PROBLEM REQUIREMENTS
Please pick out every line of the items below that contains the word "dark", matching case exactly.

:: EXCERPTED DATA

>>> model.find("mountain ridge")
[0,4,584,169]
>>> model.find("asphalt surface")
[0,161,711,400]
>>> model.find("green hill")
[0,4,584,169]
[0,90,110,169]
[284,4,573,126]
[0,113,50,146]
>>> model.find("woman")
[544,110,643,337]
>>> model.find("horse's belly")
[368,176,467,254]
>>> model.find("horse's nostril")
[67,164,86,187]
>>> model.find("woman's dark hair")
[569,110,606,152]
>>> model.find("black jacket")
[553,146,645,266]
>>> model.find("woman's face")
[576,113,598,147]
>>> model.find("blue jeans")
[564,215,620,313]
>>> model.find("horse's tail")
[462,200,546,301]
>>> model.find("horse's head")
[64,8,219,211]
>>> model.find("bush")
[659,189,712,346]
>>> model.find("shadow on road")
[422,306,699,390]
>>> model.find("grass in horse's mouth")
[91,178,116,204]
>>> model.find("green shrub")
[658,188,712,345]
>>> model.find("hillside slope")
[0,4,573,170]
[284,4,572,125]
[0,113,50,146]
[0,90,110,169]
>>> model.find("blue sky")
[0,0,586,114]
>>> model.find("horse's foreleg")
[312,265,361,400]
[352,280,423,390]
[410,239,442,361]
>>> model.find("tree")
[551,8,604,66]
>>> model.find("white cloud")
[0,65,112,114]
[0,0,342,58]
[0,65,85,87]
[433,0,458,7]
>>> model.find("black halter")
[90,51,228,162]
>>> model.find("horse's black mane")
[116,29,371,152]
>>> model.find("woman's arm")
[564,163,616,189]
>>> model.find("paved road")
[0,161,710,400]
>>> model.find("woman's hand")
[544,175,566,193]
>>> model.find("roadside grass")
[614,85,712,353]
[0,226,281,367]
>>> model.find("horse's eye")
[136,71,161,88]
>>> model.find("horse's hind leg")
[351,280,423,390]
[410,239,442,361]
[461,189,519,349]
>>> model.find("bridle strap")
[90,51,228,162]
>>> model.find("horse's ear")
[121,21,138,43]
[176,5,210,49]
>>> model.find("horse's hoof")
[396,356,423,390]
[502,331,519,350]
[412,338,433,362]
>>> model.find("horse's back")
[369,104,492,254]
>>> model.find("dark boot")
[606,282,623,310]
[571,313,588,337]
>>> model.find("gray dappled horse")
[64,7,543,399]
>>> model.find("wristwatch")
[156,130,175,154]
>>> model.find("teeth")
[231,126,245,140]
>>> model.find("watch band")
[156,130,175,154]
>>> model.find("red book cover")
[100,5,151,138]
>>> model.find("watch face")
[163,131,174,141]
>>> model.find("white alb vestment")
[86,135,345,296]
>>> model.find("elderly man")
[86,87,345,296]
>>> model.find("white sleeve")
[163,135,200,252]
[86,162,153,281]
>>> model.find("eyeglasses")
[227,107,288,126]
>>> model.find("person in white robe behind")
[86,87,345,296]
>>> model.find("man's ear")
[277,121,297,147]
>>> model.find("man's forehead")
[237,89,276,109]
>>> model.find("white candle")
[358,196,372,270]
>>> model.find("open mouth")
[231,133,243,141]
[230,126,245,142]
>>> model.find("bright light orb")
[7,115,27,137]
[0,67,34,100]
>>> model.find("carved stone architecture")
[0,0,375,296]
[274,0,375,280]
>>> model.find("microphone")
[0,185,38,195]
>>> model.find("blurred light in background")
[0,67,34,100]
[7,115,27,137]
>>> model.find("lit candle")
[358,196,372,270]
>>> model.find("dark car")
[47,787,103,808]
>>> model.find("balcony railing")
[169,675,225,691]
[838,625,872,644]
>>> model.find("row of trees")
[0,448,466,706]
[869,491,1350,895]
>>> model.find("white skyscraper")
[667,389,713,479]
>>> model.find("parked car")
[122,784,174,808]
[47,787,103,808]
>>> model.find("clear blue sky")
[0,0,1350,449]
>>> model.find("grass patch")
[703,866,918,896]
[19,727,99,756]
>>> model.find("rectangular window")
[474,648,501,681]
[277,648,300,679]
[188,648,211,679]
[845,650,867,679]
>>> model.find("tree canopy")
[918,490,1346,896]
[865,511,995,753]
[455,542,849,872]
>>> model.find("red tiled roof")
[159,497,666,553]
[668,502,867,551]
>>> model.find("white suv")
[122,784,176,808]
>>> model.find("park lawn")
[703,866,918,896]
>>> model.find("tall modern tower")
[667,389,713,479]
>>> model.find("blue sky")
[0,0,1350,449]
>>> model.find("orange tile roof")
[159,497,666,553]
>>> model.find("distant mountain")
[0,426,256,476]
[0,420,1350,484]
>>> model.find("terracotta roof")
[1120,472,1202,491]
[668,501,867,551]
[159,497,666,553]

::::

ANSWER
>>> model.find("woman's dark hair")
>>> model.find("dark boot")
>>> model.find("dark car")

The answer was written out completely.